Text for analysis:
==*==
Whoever wins Sunday will inherit a country that has fractured along economic, generational and geographical lines, with wealthier urban voters gravitating toward Mr. Macron and younger working-class voters in France’s rural areas backing Ms. Le Pen.

Mr. Macron has also given France a central role in countering Russia’s invasion of Ukraine, shepherding the European Union’s sanctions against Moscow, sending weapons to Ukraine and deploying troops to the eastern front of the North Atlantic Treaty Organization.

Ms. Le Pen has condemned Russia’s aggression. However, she has criticized EU moves to wean the bloc off imports of Russian energy to deprive the Kremlin of funds to wage war. Ms. Le Pen has said Europe’s decisions have only raised the cost of living for French households, hammering on a source of growing public discontent that has helped her climb in the polls over the past month.

Ms. Le Pen also wants to withdraw France from the military command of NATO, saying the arrangement undermines the country’s sovereignty by placing French troops under NATO commanders and threatens to drag the country into unwanted conflicts.

The president’s wartime leadership helped him build a double-digit lead in the polls in early March, but Ms. Le Pen managed to close in on Mr. Macron in the weeks leading up to the first round. Over the past two weeks Mr. Macron’s lead has begun to widen again, with polls suggesting he is ahead by a margin of between 11 and 15 percentage points.

Mr. Macron’s lead has continued to grow after he dueled with Ms. Le Pen in the election’s only national debate, which was held on Wednesday.
==*==
[Stored records]
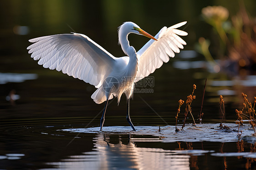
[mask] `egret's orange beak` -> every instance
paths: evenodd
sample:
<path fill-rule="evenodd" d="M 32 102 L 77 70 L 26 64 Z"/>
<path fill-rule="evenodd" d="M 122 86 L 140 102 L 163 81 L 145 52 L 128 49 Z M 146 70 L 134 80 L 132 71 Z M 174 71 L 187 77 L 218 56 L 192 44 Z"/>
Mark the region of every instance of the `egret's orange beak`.
<path fill-rule="evenodd" d="M 146 36 L 147 37 L 151 38 L 151 39 L 153 39 L 154 40 L 155 40 L 156 41 L 157 41 L 157 40 L 156 39 L 154 36 L 150 35 L 147 32 L 145 31 L 144 30 L 141 29 L 140 28 L 136 28 L 136 30 L 138 31 L 142 35 Z"/>

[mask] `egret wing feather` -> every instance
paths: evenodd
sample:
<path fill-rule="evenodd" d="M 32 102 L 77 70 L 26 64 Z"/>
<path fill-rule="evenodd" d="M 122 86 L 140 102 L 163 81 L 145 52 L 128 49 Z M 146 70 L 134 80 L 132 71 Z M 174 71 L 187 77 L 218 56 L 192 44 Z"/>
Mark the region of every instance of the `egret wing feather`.
<path fill-rule="evenodd" d="M 45 68 L 61 70 L 98 88 L 116 58 L 82 34 L 59 34 L 29 40 L 31 57 Z"/>
<path fill-rule="evenodd" d="M 183 45 L 186 43 L 179 35 L 185 36 L 188 33 L 176 28 L 186 23 L 182 22 L 168 28 L 163 27 L 154 37 L 157 41 L 149 40 L 138 51 L 138 68 L 135 82 L 153 73 L 164 62 L 168 62 L 169 57 L 174 57 L 174 52 L 179 53 L 179 49 L 183 49 Z"/>

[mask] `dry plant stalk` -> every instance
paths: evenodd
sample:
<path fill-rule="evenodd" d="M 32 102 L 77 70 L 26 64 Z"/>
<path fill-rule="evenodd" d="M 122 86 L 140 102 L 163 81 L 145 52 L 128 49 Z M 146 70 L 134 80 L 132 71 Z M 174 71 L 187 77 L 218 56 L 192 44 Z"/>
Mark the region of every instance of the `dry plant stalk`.
<path fill-rule="evenodd" d="M 181 106 L 181 105 L 182 105 L 183 103 L 184 103 L 184 101 L 180 99 L 179 100 L 179 108 L 178 109 L 178 111 L 177 111 L 177 115 L 175 117 L 176 118 L 176 128 L 175 129 L 175 132 L 178 132 L 179 131 L 179 130 L 177 128 L 177 121 L 178 120 L 178 115 L 180 111 L 180 106 Z"/>
<path fill-rule="evenodd" d="M 201 110 L 200 113 L 198 115 L 198 120 L 199 120 L 199 123 L 202 123 L 202 117 L 204 115 L 204 113 L 202 113 L 202 110 L 203 109 L 203 103 L 204 103 L 204 98 L 205 98 L 205 87 L 206 86 L 206 81 L 207 79 L 205 79 L 205 87 L 204 88 L 204 93 L 203 94 L 203 99 L 202 99 L 202 105 L 201 105 Z"/>
<path fill-rule="evenodd" d="M 185 121 L 186 121 L 186 118 L 187 117 L 187 116 L 188 115 L 189 111 L 190 113 L 190 114 L 191 115 L 193 120 L 194 120 L 194 123 L 195 125 L 195 119 L 194 119 L 194 117 L 193 116 L 193 115 L 192 114 L 191 107 L 190 106 L 190 105 L 191 105 L 191 103 L 193 100 L 195 99 L 195 95 L 193 95 L 194 94 L 194 92 L 195 90 L 196 89 L 196 85 L 195 85 L 194 84 L 193 85 L 193 90 L 192 93 L 192 94 L 191 94 L 190 95 L 189 95 L 187 97 L 188 99 L 187 99 L 187 101 L 186 101 L 186 109 L 185 109 L 185 114 L 184 114 L 185 117 L 184 118 L 184 122 L 183 122 L 183 125 L 182 125 L 182 129 L 183 129 L 183 128 L 185 126 Z"/>
<path fill-rule="evenodd" d="M 221 105 L 222 105 L 223 107 L 223 110 L 221 108 Z M 221 119 L 221 121 L 220 122 L 220 128 L 223 128 L 223 125 L 222 125 L 222 121 L 223 121 L 223 118 L 224 117 L 224 115 L 225 115 L 225 106 L 224 105 L 224 100 L 223 100 L 223 96 L 222 95 L 220 96 L 220 111 L 222 114 L 222 119 Z"/>
<path fill-rule="evenodd" d="M 255 131 L 255 128 L 254 127 L 256 125 L 256 124 L 255 123 L 255 119 L 254 118 L 254 115 L 255 114 L 255 110 L 254 110 L 254 107 L 255 106 L 255 103 L 256 103 L 256 97 L 254 97 L 254 105 L 253 105 L 253 108 L 252 106 L 251 103 L 249 102 L 247 98 L 247 95 L 245 94 L 244 93 L 242 93 L 242 96 L 244 97 L 244 100 L 245 101 L 245 103 L 243 103 L 243 109 L 242 110 L 242 113 L 243 115 L 246 116 L 246 118 L 249 120 L 249 123 L 251 125 L 251 126 L 253 128 L 254 130 L 254 134 L 253 134 L 252 135 L 254 136 L 256 135 L 256 132 Z M 243 113 L 243 111 L 244 111 L 244 109 L 246 108 L 247 108 L 247 111 L 246 111 L 247 113 L 249 113 L 249 116 L 247 115 L 246 115 Z M 251 115 L 251 113 L 252 112 L 252 115 Z M 248 117 L 249 117 L 249 119 Z"/>
<path fill-rule="evenodd" d="M 237 133 L 237 135 L 239 136 L 239 128 L 240 125 L 243 125 L 243 118 L 241 116 L 241 115 L 242 114 L 242 110 L 238 110 L 237 109 L 236 110 L 236 115 L 237 116 L 237 120 L 236 121 L 236 124 L 238 125 L 238 132 Z"/>

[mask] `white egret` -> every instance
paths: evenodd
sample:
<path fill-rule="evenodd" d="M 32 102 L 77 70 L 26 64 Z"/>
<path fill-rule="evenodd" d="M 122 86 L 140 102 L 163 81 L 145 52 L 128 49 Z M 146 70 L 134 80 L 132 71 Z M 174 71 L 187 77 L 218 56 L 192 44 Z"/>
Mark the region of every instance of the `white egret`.
<path fill-rule="evenodd" d="M 29 40 L 34 43 L 27 47 L 31 57 L 39 60 L 38 64 L 51 70 L 78 78 L 93 85 L 97 89 L 92 95 L 97 104 L 106 101 L 101 119 L 100 130 L 105 120 L 108 102 L 113 96 L 120 101 L 125 94 L 127 98 L 126 119 L 136 130 L 129 115 L 129 99 L 134 83 L 148 76 L 167 62 L 174 53 L 179 52 L 186 42 L 179 35 L 188 33 L 176 29 L 186 21 L 169 28 L 163 27 L 154 37 L 132 22 L 126 22 L 118 30 L 119 44 L 128 56 L 115 57 L 101 46 L 83 34 L 59 34 L 36 38 Z M 149 40 L 136 52 L 130 46 L 128 35 L 134 33 L 144 35 Z"/>

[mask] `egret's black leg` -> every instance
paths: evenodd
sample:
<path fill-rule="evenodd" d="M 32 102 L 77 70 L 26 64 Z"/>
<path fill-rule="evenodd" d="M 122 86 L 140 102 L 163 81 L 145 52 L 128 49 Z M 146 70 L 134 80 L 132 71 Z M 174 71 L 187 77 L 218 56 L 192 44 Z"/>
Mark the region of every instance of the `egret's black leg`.
<path fill-rule="evenodd" d="M 130 100 L 128 99 L 127 100 L 127 114 L 126 115 L 126 120 L 129 123 L 129 124 L 132 126 L 132 128 L 134 131 L 136 131 L 136 130 L 134 128 L 133 123 L 131 121 L 131 118 L 130 118 Z"/>
<path fill-rule="evenodd" d="M 107 106 L 108 105 L 108 99 L 107 99 L 106 101 L 106 103 L 105 104 L 105 107 L 104 108 L 104 110 L 103 110 L 103 114 L 102 114 L 102 116 L 101 119 L 101 131 L 102 127 L 103 126 L 103 124 L 104 124 L 104 121 L 105 121 L 105 113 L 106 113 L 106 110 L 107 110 Z"/>

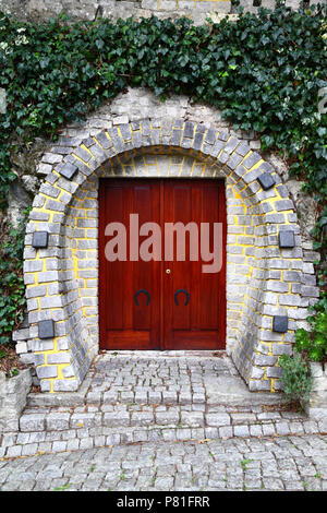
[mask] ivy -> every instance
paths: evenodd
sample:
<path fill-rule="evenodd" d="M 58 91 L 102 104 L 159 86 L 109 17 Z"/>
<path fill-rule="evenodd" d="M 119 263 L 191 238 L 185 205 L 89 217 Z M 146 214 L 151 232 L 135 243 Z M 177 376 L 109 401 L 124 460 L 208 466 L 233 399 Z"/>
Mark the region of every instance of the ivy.
<path fill-rule="evenodd" d="M 254 130 L 263 150 L 279 152 L 305 181 L 319 207 L 314 237 L 324 288 L 327 115 L 318 104 L 327 86 L 326 13 L 326 4 L 292 11 L 281 2 L 274 11 L 240 9 L 235 22 L 202 26 L 156 16 L 72 23 L 60 15 L 36 24 L 0 13 L 0 87 L 8 104 L 0 114 L 1 206 L 16 179 L 13 146 L 55 140 L 62 126 L 82 122 L 126 86 L 147 87 L 162 100 L 185 94 L 220 109 L 235 129 Z"/>

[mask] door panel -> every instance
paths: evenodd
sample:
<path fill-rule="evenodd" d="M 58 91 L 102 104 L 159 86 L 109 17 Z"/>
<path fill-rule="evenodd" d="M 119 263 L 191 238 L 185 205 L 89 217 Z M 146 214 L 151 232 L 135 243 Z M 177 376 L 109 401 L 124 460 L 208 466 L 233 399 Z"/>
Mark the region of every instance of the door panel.
<path fill-rule="evenodd" d="M 133 256 L 130 214 L 138 227 L 155 222 L 161 228 L 161 261 Z M 126 261 L 108 262 L 108 223 L 126 227 Z M 179 236 L 185 256 L 177 252 L 178 237 L 165 237 L 175 223 L 189 225 Z M 222 267 L 203 273 L 201 223 L 208 223 L 213 250 L 214 223 L 222 223 Z M 133 234 L 138 232 L 137 226 Z M 171 234 L 171 231 L 170 231 Z M 170 241 L 170 243 L 169 243 Z M 171 244 L 172 242 L 172 244 Z M 173 247 L 173 248 L 172 248 Z M 99 317 L 104 349 L 220 349 L 226 337 L 226 200 L 221 180 L 102 179 L 99 190 Z M 192 260 L 190 250 L 198 248 Z M 173 251 L 172 251 L 173 249 Z M 158 256 L 158 255 L 157 255 Z M 178 260 L 178 256 L 182 260 Z M 134 260 L 133 260 L 134 258 Z M 166 259 L 166 260 L 165 260 Z M 170 260 L 169 260 L 170 259 Z M 168 271 L 168 273 L 167 273 Z M 138 294 L 137 294 L 138 293 Z M 136 294 L 136 298 L 135 298 Z M 136 302 L 138 305 L 136 305 Z M 186 303 L 187 302 L 187 303 Z"/>
<path fill-rule="evenodd" d="M 149 219 L 159 222 L 158 186 L 150 180 L 102 180 L 99 212 L 100 346 L 106 349 L 158 348 L 160 262 L 131 260 L 133 247 L 129 237 L 130 213 L 138 214 L 140 225 Z M 111 237 L 104 234 L 107 224 L 112 222 L 122 223 L 126 228 L 126 261 L 108 262 L 105 258 L 106 243 Z M 142 239 L 140 237 L 140 242 Z"/>
<path fill-rule="evenodd" d="M 193 222 L 201 240 L 201 223 L 209 223 L 210 241 L 214 223 L 223 222 L 225 198 L 222 183 L 218 180 L 175 180 L 165 187 L 165 222 Z M 192 227 L 190 226 L 190 229 Z M 173 262 L 165 262 L 165 349 L 218 349 L 225 347 L 225 263 L 219 273 L 203 273 L 204 263 L 198 248 L 198 260 L 190 258 L 191 236 L 186 231 L 186 261 L 179 261 L 174 251 Z M 177 238 L 174 239 L 177 242 Z M 222 244 L 225 248 L 225 229 Z M 175 250 L 174 244 L 174 250 Z M 211 244 L 213 251 L 213 244 Z M 195 258 L 194 255 L 193 258 Z M 186 290 L 178 295 L 177 290 Z"/>

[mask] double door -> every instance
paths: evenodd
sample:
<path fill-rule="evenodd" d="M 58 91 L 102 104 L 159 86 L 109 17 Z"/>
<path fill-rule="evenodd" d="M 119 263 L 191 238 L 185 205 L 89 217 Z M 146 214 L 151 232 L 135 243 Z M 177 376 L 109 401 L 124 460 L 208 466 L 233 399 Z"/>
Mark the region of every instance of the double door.
<path fill-rule="evenodd" d="M 222 349 L 222 180 L 101 179 L 101 349 Z"/>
==*==
Exercise requirements: Proceed with the article on the French presidential runoff between Mr. Macron and Ms. Le Pen, continuing from its final sentence.

Exercise answer:
Mr. Macron seized on her party’s €9.4 million loan in 2014 to a Russian bank to cast her as a puppet of Russian President Vladimir Putin. That loan has been taken over by a Russian military contractor.

Ms. Le Pen countered that she was completely free from Russian influence, adding that her party took the loan because it couldn’t secure one from a French lender.

Still, polls indicate that Ms. Le Pen and her party have never been closer to power. Mr. Macron’s current cushion in the polls pales in comparison with the 32-point victory he notched over Ms. Le Pen in 2017 or the 64-point win that late President Jacques Chirac scored in 2002 over Jean-Marie Le Pen, the father of Ms. Le Pen and the founder of her far-right party.

Since her 2017 loss, Ms. Le Pen has dropped her opposition to the euro, the EU’s single currency, and focused on pocketbook issues, framing her 2022 campaign as a fight against inflation. She also zeroed in on the impact the war in Ukraine was having on France’s economy, particularly the higher fuel prices that affect working-class commuters. She has promised to slash taxes on fuel and other essentials if elected.

Ms. Le Pen rebranded her National Front party as National Rally in an effort to turn the page on its far-right history, a strategy the party calls “de-demonization.” She toned down her rhetoric and opened up about her personal life, musing on her love of cats.

Ms. Le Pen has stuck with a political program, however, that seizes on the anxieties that many voters outside France’s largest cities feel about Islam’s place in French society. France has been targeted with terrorist attacks by assailants who cited cartoons of the Prophet Muhammad in French media as their motive.

Ms. Le Pen campaigned on rewriting France’s constitution to give “national preference” to French citizens over immigrants—including documented ones—in seeking jobs, public housing and welfare benefits. She also proposed a ban on the Muslim head scarf in all public places, describing the garb as an instrument of Islamist ideology.

Mr. Macron zeroed in on such proposals in the final stretch of the election, accusing Ms. Le Pen in the national debate of seeking to foment a civil war in a country that has one of Europe’s largest Muslim minorities. To some voters, however, Ms. Le Pen is no longer the bête noire of French politics.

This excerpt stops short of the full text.